Dataset records about object locations:
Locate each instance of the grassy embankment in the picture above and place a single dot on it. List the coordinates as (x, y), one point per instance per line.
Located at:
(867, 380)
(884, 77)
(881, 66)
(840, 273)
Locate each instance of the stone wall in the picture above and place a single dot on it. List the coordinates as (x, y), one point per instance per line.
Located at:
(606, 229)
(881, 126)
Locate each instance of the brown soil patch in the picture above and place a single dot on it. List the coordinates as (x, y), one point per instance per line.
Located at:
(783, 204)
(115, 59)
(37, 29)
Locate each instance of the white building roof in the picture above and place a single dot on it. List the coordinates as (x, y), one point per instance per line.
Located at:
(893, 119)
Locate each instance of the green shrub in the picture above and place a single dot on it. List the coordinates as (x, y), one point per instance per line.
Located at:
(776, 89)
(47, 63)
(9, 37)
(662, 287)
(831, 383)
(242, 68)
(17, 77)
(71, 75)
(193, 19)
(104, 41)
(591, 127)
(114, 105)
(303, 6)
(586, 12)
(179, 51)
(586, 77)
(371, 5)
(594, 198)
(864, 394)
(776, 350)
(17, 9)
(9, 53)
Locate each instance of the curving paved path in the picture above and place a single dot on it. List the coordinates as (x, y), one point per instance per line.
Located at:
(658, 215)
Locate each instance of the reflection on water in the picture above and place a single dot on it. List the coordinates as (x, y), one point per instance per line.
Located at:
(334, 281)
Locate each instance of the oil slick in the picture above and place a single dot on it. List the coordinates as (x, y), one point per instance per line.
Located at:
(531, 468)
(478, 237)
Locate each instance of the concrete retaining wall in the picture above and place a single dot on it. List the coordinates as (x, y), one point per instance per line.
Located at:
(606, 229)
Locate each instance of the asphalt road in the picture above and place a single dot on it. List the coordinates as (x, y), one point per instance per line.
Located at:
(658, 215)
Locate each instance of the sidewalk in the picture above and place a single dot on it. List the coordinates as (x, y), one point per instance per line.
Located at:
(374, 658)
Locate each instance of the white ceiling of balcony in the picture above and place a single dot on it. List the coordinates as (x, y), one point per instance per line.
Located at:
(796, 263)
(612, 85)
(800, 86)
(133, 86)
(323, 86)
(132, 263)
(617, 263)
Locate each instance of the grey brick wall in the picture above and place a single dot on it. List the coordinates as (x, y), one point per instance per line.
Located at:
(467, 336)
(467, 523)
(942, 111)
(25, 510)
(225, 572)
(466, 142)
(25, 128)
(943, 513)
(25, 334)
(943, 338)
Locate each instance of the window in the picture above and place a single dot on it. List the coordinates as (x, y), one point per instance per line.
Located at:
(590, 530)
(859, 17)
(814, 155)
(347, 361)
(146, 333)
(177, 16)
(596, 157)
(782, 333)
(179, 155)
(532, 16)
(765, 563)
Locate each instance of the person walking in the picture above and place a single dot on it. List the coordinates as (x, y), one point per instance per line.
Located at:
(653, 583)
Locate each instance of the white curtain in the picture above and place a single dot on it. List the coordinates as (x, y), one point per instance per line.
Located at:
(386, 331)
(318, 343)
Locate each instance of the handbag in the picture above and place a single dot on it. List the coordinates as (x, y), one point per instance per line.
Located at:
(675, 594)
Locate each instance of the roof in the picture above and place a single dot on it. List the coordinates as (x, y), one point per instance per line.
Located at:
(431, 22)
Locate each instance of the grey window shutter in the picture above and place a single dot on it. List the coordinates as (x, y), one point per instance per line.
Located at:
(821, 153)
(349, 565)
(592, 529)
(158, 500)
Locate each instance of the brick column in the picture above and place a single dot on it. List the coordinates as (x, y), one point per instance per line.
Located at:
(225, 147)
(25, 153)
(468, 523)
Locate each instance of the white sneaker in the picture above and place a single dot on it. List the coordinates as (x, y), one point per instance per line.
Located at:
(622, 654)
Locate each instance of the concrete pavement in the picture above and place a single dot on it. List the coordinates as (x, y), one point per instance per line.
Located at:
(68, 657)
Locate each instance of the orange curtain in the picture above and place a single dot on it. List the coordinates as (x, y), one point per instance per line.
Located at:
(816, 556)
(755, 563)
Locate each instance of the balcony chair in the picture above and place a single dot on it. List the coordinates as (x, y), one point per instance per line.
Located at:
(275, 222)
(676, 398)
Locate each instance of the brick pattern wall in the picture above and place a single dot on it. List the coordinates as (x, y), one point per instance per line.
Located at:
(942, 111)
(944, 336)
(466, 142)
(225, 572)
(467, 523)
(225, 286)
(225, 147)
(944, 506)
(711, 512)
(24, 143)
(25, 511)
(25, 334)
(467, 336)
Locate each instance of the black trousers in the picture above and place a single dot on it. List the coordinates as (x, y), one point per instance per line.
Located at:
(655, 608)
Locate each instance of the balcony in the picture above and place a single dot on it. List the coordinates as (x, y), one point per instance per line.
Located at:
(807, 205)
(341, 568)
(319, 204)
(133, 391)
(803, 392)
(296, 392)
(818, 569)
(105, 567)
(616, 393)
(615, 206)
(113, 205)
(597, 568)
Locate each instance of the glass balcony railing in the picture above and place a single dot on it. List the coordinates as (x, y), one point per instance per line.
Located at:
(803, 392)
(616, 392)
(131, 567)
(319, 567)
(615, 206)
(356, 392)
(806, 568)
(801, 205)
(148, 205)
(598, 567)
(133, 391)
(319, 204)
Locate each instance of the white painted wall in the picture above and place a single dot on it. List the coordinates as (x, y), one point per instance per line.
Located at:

■ **Problem to solve**
Set down all of the data above, word for word.

■ **Correct response**
Locate each instance of the grassy embankment in the picture above and place a single dot on it. List the coordinates as (x, y), one point per instance per line.
Located at:
(867, 380)
(884, 77)
(881, 66)
(840, 273)
Locate each instance of the stone wall in the picture above and place a single dot on it. List the coordinates as (x, y), one point per instance per line.
Located at:
(606, 229)
(881, 126)
Locate each instance of the brown soil patch in the picture above and place a single dot on it. List the coordinates as (x, y), one point per instance per line.
Located at:
(783, 204)
(115, 59)
(37, 29)
Locate each instance of the white building roof in the picture above and place a single dot on it. List the coordinates as (x, y), one point per instance per line.
Located at:
(893, 119)
Locate each instance of the green shrub in the picture above and place a single dot on it. List the coordinates as (x, y), one point per instance per line.
Located at:
(776, 89)
(47, 63)
(9, 37)
(662, 287)
(831, 383)
(242, 68)
(17, 77)
(71, 75)
(193, 19)
(104, 41)
(591, 127)
(114, 105)
(303, 6)
(586, 12)
(179, 51)
(586, 77)
(371, 5)
(594, 198)
(864, 394)
(776, 350)
(17, 9)
(9, 53)
Locate each instance of the curving paved path in the picture above and place a single dot on it. List the coordinates as (x, y), one point per instance per line.
Located at:
(658, 215)
Locate each instance of the reflection on water in the picture above and place a single dot on it. List the coordinates as (x, y), one point per instance per line.
Located at:
(334, 281)
Locate each instance of the oil slick in the picture above and place a single dot on it. List the coordinates as (x, y), one point per instance per line.
Located at:
(531, 468)
(478, 237)
Locate each instance of the concrete retaining wall in the picture above and place a single dot on it. List the coordinates as (x, y), one point per instance per line.
Located at:
(606, 229)
Locate each instance of the asphalt road in the picture above and place a single dot on it. List the coordinates as (x, y), one point per instance per line.
Located at:
(658, 215)
Locate each instance of the sidewalk in the picture above and place a single dot on it. List the coordinates as (x, y), one point per instance per line.
Located at:
(374, 658)
Locate each instance of the white ceiling of balcony in the picture above and place a single dot on it. List the coordinates as (x, y), one point per instance per line.
Located at:
(796, 263)
(612, 85)
(800, 86)
(133, 86)
(323, 86)
(132, 263)
(617, 263)
Locate each instance of the grey brick wall in the picture above and place a single dot on it. List the coordinates as (x, y), one point per instance per line.
Located at:
(467, 336)
(467, 523)
(942, 111)
(25, 510)
(225, 572)
(466, 142)
(25, 128)
(943, 513)
(25, 334)
(943, 338)
Locate each instance of the window in the picture above and place a single dot on it. List the coordinates as (x, y), one point per instance per line.
Located at:
(590, 530)
(859, 17)
(814, 155)
(347, 361)
(146, 333)
(177, 16)
(596, 157)
(782, 333)
(179, 155)
(532, 16)
(765, 563)
Locate each instance of the person walking in the picture above and place a single dot on it. List the coordinates as (x, y), one point per instance per line.
Located at:
(653, 583)
Locate each instance of the white curtain in the picture above and place a single dot on it. List the coordinates as (x, y), one point per instance per line.
Located at:
(386, 331)
(318, 343)
Locate each instance of the handbag in the picture above and place a single dot on it. List the coordinates as (x, y), one point per instance per line.
Located at:
(675, 594)
Locate each instance of the roof in the picture above and place a single dot on it. List the coordinates as (x, y), one point per instance per line.
Located at:
(431, 22)
Locate each instance of the grey window shutter in the picture above and place a single dot on it. List the coordinates as (x, y), one point per instance per line.
Located at:
(821, 153)
(349, 565)
(592, 529)
(158, 500)
Locate each instance of the brick column in the picture above and place a single dot on it. List the coordinates as (x, y), one point per instance per line.
Located at:
(225, 147)
(25, 153)
(468, 523)
Locate each instance of the white sneaker in the picture above and place a single dot on it. List the coordinates as (x, y), one point per instance per line.
Located at:
(622, 654)
Locate each instance of the concrete pavement in the picture above and place a single dot on it. List the coordinates as (x, y), one point per instance per line.
Located at:
(68, 657)
Locate each instance of the orange curtain in the picture above and place a single dot on it. List the coordinates as (x, y), one point per instance per line.
Located at:
(816, 556)
(755, 563)
Locate each instance of the balcony chair in the picture above and place a single dot on it. List the coordinates as (x, y), one point per instance per line.
Located at:
(275, 222)
(676, 398)
Locate each instance of the brick pattern wall in the picture above and place a single dot on it. List the coordinates as (x, y), one point per instance per line.
Located at:
(942, 111)
(944, 336)
(466, 142)
(225, 572)
(467, 523)
(225, 286)
(225, 147)
(944, 506)
(711, 512)
(24, 143)
(25, 511)
(25, 334)
(467, 336)
Locate each instance of the black trousers in the picture above and place a single dot on it. List the coordinates as (x, y), one point per instance per line.
Located at:
(655, 608)
Locate each instance of the balcony in the picture above and place a single dot on it. List the coordinates as (x, y), one point per instance per line.
Located at:
(807, 205)
(341, 568)
(319, 204)
(133, 391)
(803, 392)
(296, 392)
(818, 569)
(105, 567)
(616, 393)
(615, 206)
(113, 205)
(597, 568)
Locate each instance of the glass balcony railing in the picture above and place a single dot on it. List the coordinates as (x, y), one point per instance per line.
Located at:
(803, 392)
(616, 392)
(131, 567)
(319, 567)
(615, 206)
(356, 392)
(806, 568)
(801, 205)
(148, 205)
(598, 567)
(133, 391)
(319, 204)
Locate each instance of the white painted wall in the picture above and place a single dot on it. List the coordinates as (x, y), one point per instance per line.
Located at:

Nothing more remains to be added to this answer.